* _TASK DIRECTIONS_
Rewrite the records below, replacing "marker" with "pin" wherever it appears and keeping everything else the same. Leave the pictures out of your version.

# start of SUPPLIED ENTRIES

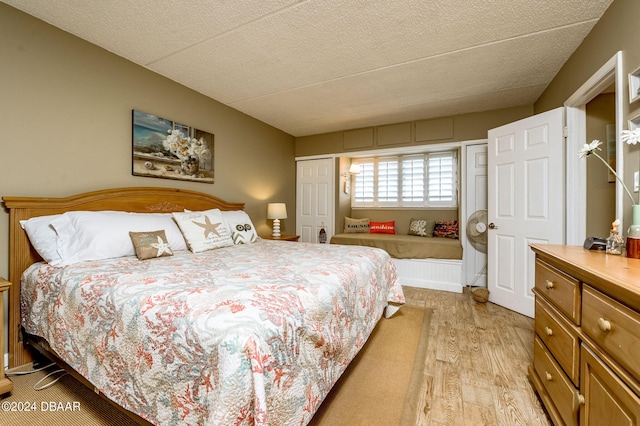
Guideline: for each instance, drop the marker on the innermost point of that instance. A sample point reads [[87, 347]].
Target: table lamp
[[276, 211]]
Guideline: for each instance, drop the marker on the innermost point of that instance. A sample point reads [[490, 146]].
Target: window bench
[[434, 263]]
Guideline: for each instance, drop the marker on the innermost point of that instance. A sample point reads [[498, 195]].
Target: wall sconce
[[354, 169], [276, 211]]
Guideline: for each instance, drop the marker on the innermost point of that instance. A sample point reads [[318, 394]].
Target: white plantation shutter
[[413, 180], [387, 181], [364, 188], [441, 189], [424, 180]]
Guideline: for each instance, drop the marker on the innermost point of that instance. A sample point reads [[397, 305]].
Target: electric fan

# end of SUPPLIED ENTRIES

* _OUTPUT OF THE TASK_
Guideline: for each instance, drop the pin on the innermost point of that instance. A sample point reads [[87, 347]].
Target: table lamp
[[276, 211]]
Guideline: for each instance, drop the pin on the innermost point of that instance. A sample point reads [[490, 146]].
Target: window bench
[[434, 263]]
Guideline: for each instance, drop the pin on the innermost point of that instance. A sample point reads [[498, 195]].
Target: wall sconce
[[354, 169], [276, 211]]
Guideline: for each instance, drop the pin on the innermost point of that instance. A sample point reads [[318, 394]].
Target: white plantation shutter
[[413, 180], [387, 181], [364, 188], [441, 189], [424, 180]]
Guideline: for each instance, drop the pin on the innermost point of that instance. A sample point reads [[397, 305]].
Target: electric fan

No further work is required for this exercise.